Belge Bölümü –
|   | 
            
            
            Biz Kimiz? 
            - 6
            
            Toplumun Büyük Çoğunluğu Böyle Diyor:
            Kürt 
            sorunu yabancı kışkırtması 
            
            Yüzde 87'lik kesim, 
            Güneydoğu ve Kürt sorununun nedenini, 'Yabancı devletlerin 
            kışkırtması' olarak görüyor. Yüzde 80'lik kesim de çözüm için 'Tek 
            yol, terörün bitirilmesi' diyor 
             
              
            
            KONDA'nın Tarhan Erdem yönetiminde 47 
            bin 958 kişiyle yüz yüze görüşerek Milliyet için yaptığı araştırmada, 
            Türkiye'nin toplumsal yapısına ilişkin güvenilir rakamlara 
            ulaşılması hedeflendi. Toplumsal yapının kamuoyunu nasıl etkilediği 
            veya nasıl düşündürdüğü konusunda da bilgi alınmaya çalışıldı. 
            Bu çerçevede deneklere Güneydoğu ve Kürt sorunu konusundaki 
            görüşleri soruldu. Böylesine hassas bir konuda insanların gerçek 
            fikirlerine ulaşmak için özenle seçilen iki soru şöyle 
            ifadelendirildi: 
             
            1- Güneydoğu sorunu veya Kürt sorunuyla ilgili aşağıdaki görüşleri 
            doğru mu, yanlış mı buluyorsunuz? 
            
              - 
              
              Kürtlerin kimlik sorunudur, 
              kimliklerini kabul ettirme sorunudur.   
              - 
              
              Devletin Kürtlere farklı 
              davranmasından ortaya çıkmaktadır.

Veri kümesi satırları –

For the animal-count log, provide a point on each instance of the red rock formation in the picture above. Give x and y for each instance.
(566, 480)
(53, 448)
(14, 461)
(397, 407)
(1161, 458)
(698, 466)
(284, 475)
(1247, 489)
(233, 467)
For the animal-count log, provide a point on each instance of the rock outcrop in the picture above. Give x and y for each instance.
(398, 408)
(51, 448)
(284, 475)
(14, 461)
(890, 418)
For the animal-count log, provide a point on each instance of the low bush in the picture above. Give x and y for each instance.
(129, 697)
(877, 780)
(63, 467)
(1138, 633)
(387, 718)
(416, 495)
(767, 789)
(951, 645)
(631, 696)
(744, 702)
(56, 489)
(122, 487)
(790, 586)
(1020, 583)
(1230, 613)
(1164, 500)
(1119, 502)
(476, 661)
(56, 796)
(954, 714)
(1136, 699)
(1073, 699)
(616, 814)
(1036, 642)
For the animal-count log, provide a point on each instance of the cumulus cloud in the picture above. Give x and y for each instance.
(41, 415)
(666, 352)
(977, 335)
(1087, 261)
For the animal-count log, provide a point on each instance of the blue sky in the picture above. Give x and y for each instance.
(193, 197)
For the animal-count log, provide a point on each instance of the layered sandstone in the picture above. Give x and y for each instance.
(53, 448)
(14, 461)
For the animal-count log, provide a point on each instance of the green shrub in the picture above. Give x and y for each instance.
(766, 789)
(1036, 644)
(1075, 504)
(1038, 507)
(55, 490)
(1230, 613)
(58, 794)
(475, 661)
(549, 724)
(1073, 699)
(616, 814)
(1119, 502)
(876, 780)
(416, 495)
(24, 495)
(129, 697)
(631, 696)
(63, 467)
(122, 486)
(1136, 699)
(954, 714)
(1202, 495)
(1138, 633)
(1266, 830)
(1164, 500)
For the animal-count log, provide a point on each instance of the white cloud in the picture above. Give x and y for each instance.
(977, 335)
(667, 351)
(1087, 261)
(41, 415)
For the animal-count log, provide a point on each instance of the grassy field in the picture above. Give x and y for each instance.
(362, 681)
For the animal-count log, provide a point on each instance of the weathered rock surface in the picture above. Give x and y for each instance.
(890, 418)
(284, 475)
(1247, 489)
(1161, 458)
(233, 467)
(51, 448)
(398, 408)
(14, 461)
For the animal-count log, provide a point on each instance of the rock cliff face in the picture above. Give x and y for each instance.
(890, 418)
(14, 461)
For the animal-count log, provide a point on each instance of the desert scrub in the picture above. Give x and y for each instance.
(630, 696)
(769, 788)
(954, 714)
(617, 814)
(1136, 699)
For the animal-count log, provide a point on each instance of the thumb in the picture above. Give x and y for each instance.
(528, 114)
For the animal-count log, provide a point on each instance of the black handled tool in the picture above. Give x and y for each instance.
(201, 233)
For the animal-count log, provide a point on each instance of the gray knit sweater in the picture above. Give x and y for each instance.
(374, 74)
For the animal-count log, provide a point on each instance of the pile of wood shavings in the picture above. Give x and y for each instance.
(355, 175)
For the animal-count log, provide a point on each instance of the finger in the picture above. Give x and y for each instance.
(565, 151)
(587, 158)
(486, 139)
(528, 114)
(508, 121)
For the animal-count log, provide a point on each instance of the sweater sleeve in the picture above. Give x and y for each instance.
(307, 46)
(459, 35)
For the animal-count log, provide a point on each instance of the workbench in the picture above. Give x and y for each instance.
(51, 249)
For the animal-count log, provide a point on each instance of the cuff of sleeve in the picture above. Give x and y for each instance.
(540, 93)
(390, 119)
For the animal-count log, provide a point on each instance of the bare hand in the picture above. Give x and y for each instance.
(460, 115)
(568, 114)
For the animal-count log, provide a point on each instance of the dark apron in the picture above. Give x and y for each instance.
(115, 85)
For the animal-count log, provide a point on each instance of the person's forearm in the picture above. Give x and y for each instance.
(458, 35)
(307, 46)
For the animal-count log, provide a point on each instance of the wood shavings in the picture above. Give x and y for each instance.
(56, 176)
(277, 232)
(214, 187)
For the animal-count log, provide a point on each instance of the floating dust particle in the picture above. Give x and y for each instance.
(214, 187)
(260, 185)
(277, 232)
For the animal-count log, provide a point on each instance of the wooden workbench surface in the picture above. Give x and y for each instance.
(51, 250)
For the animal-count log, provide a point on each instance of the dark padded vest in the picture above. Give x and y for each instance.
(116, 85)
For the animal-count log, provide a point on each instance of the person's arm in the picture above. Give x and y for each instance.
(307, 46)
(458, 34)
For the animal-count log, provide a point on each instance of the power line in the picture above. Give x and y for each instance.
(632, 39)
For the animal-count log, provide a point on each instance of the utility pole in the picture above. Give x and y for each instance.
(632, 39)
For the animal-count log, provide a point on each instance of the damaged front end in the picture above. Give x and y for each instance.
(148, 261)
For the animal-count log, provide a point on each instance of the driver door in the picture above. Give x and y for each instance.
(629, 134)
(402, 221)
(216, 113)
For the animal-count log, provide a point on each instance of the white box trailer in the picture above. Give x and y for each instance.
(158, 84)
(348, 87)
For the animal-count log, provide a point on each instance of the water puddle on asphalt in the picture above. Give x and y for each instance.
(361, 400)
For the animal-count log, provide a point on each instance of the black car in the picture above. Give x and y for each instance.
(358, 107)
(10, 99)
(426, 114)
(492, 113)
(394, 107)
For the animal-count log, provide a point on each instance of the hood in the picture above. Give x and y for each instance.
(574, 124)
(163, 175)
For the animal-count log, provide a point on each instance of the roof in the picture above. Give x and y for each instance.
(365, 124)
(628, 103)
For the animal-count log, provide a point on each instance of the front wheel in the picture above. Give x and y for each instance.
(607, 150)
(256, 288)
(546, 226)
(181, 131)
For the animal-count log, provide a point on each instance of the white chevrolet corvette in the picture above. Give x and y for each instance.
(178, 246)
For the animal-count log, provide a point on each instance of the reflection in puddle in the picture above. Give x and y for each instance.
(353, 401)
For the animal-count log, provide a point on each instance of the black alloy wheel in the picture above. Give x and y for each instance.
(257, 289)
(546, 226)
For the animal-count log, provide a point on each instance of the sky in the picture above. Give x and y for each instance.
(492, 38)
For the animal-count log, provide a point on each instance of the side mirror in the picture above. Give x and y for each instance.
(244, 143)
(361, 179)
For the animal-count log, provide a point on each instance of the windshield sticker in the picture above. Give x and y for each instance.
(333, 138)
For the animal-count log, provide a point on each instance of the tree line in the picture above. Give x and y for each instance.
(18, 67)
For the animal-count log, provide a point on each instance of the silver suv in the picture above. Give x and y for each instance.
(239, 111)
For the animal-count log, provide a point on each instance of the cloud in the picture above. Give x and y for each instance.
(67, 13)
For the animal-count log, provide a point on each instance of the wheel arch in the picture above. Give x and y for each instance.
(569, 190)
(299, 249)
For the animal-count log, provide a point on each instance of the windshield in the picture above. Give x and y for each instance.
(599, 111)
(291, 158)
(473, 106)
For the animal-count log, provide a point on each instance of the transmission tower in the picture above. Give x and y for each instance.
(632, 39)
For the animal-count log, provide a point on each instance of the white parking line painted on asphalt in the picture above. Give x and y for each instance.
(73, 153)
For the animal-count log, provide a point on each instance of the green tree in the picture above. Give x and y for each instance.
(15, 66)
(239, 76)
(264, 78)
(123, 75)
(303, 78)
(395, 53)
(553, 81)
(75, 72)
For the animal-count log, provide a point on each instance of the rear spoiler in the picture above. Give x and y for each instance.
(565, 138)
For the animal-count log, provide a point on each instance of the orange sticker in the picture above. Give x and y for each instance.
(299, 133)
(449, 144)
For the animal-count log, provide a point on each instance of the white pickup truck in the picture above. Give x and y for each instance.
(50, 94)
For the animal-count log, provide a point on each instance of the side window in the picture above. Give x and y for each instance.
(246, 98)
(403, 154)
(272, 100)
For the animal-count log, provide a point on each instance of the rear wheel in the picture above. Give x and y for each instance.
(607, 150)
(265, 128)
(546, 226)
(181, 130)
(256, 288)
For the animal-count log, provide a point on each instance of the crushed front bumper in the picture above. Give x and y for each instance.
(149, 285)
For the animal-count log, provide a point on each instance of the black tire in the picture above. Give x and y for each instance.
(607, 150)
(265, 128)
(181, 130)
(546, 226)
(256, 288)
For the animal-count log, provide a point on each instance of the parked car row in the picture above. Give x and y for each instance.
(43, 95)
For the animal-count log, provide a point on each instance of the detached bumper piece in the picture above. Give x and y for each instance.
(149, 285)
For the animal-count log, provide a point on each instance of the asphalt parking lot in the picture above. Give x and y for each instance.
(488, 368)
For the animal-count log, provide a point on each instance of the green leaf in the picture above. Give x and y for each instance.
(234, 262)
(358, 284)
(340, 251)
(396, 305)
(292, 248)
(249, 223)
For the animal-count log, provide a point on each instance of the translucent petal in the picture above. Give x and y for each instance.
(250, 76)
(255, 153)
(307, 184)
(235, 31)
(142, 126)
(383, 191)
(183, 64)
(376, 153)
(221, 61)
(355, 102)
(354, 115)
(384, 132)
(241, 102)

Yönergeler –
1. Belge bölümünde "KONDA'nın Tarhan Erdem" ile "bilgi alınmaya çalışıldı." arasındaki kısmı, iki uç da dahil olmak üzere, harfi harfine yazıya geçirin.
2. Girdilerin başından "(1036, 642)" ifadesini içeren satıra kadar uzanan satırları, iki uç da dahil olmak üzere, boş satırları atlayıp her satıra bir dize düşecek şekilde bir JSON listesi olarak biçimlendirin.
Belge bölümü ile girdiler farklı kaynaklardan alınmıştır.

Alıştırma Sonuçları –
1.
KONDA'nın Tarhan Erdem yönetiminde 47 
            bin 958 kişiyle yüz yüze görüşerek Milliyet için yaptığı araştırmada, 
            Türkiye'nin toplumsal yapısına ilişkin güvenilir rakamlara 
            ulaşılması hedeflendi. Toplumsal yapının kamuoyunu nasıl etkilediği 
            veya nasıl düşündürdüğü konusunda da bilgi alınmaya çalışıldı.

2.
[
  "For the animal-count log, provide a point on each instance of the red rock formation in the picture above. Give x and y for each instance.",
  "(566, 480)",
  "(53, 448)",
  "(14, 461)",
  "(397, 407)",
  "(1161, 458)",
  "(698, 466)",
  "(284, 475)",
  "(1247, 489)",
  "(233, 467)",
  "For the animal-count log, provide a point on each instance of the rock outcrop in the picture above. Give x and y for each instance.",
  "(398, 408)",
  "(51, 448)",
  "(284, 475)",
  "(14, 461)",
  "(890, 418)",
  "For the animal-count log, provide a point on each instance of the low bush in the picture above. Give x and y for each instance.",
  "(129, 697)",
  "(877, 780)",
  "(63, 467)",
  "(1138, 633)",
  "(387, 718)",
  "(416, 495)",
  "(767, 789)",
  "(951, 645)",
  "(631, 696)",
  "(744, 702)",
  "(56, 489)",
  "(122, 487)",
  "(790, 586)",
  "(1020, 583)",
  "(1230, 613)",
  "(1164, 500)",
  "(1119, 502)",
  "(476, 661)",
  "(56, 796)",
  "(954, 714)",
  "(1136, 699)",
  "(1073, 699)",
  "(616, 814)",
  "(1036, 642)"
]